DIRECTIONS FOR THIS TASK: Copy each line of the data beneath in which the word "grass" appears.

Start of Block

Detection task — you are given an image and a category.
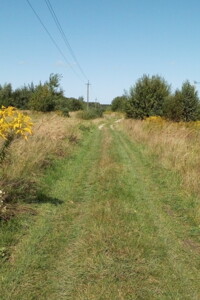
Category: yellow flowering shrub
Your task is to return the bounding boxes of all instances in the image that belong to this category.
[185,121,200,129]
[0,106,33,140]
[145,116,166,123]
[0,106,33,163]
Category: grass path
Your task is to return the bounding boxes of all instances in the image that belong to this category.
[1,122,200,299]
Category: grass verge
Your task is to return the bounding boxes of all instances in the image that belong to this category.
[0,112,88,271]
[119,119,200,222]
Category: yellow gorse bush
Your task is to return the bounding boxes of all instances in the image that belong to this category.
[145,116,166,123]
[184,120,200,129]
[0,106,33,140]
[145,116,200,129]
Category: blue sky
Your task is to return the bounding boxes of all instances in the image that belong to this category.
[1,0,200,104]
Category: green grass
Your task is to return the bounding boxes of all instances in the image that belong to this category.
[0,125,103,299]
[1,121,200,299]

End of Block

ANSWER TO THE EXERCISE:
Category: grass path
Category: grass verge
Category: green grass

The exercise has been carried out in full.